◆ Items:
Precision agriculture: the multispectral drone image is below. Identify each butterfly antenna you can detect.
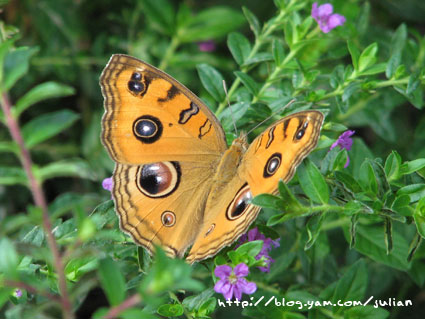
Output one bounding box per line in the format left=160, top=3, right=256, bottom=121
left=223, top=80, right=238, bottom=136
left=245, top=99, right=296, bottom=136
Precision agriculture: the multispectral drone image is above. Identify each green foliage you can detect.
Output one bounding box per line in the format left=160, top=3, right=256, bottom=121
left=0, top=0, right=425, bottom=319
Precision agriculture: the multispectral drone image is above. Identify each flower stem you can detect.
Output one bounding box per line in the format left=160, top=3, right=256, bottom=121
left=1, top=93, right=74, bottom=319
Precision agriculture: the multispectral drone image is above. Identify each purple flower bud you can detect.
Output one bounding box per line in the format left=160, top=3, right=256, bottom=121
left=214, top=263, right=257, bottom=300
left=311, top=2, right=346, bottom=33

* * *

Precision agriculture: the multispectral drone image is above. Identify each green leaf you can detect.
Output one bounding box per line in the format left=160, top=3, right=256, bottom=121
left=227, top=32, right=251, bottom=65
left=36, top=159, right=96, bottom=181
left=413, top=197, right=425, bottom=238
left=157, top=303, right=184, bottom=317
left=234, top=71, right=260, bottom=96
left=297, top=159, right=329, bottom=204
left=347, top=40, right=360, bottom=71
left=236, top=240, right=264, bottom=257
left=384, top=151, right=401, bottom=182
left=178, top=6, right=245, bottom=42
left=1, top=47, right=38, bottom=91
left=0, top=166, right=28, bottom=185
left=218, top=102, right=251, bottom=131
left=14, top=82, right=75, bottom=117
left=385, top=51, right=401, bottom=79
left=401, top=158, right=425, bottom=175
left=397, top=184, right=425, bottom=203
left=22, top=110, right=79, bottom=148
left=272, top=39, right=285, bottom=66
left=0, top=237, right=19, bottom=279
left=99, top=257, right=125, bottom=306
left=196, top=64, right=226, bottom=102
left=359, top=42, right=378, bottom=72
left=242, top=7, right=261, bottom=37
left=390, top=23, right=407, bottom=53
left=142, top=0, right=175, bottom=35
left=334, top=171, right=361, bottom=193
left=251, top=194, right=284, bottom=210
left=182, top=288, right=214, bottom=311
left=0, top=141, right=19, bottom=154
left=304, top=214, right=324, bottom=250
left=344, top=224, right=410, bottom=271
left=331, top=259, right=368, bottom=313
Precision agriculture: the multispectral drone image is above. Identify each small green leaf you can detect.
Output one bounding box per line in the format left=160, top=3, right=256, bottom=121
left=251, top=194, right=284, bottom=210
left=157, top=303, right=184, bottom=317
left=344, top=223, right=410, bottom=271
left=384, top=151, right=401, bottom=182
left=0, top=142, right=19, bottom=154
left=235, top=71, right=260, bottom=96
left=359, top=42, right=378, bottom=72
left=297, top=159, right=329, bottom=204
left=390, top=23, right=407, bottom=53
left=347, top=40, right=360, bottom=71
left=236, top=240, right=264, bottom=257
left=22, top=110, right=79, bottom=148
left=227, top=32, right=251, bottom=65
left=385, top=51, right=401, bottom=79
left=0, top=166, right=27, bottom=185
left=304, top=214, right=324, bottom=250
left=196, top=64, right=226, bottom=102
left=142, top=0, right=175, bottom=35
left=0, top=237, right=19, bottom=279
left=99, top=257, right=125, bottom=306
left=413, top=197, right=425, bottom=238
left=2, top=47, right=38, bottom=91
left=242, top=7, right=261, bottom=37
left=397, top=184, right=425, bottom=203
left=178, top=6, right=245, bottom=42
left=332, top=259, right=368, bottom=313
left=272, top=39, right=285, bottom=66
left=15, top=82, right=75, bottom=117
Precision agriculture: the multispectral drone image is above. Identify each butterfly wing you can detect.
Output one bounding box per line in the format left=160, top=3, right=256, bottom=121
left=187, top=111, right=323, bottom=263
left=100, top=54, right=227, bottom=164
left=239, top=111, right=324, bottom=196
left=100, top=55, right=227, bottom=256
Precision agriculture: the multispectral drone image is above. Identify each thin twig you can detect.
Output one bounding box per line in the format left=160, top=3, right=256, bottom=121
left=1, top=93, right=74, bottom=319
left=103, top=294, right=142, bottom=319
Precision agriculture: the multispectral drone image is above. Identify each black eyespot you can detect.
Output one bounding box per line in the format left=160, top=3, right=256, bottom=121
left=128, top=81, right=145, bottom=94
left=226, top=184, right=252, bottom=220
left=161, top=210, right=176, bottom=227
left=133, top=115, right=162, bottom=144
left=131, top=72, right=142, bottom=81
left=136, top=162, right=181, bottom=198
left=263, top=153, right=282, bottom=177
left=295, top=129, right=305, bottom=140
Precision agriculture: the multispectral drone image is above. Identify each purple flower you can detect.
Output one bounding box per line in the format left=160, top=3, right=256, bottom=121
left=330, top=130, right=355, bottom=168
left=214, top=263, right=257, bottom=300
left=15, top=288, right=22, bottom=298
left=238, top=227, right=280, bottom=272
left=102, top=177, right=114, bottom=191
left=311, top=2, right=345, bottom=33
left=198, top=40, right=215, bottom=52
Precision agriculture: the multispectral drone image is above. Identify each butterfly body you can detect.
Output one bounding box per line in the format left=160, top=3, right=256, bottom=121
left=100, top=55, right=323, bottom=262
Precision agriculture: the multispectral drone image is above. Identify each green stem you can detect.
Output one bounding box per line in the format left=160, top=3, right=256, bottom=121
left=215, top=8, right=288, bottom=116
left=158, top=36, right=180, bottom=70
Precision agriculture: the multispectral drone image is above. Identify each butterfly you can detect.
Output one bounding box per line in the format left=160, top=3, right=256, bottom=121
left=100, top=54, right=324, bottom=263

==

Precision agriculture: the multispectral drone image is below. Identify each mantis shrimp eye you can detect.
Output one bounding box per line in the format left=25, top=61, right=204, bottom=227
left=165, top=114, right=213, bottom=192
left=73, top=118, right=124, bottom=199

◆ What the task asks:
Extract, word for word, the lines of the data starting with the line that contains "flower you can detect." and going on through the line that contains "left=198, top=40, right=215, bottom=52", including both of those lines.

◆ Response for this exercise:
Precision agriculture: the multispectral drone image is above. Identify each purple flower you can detect.
Output one bounding box per line in the format left=160, top=3, right=256, bottom=121
left=330, top=130, right=355, bottom=168
left=214, top=263, right=257, bottom=300
left=15, top=288, right=22, bottom=298
left=238, top=227, right=280, bottom=272
left=102, top=177, right=114, bottom=191
left=311, top=2, right=345, bottom=33
left=198, top=40, right=215, bottom=52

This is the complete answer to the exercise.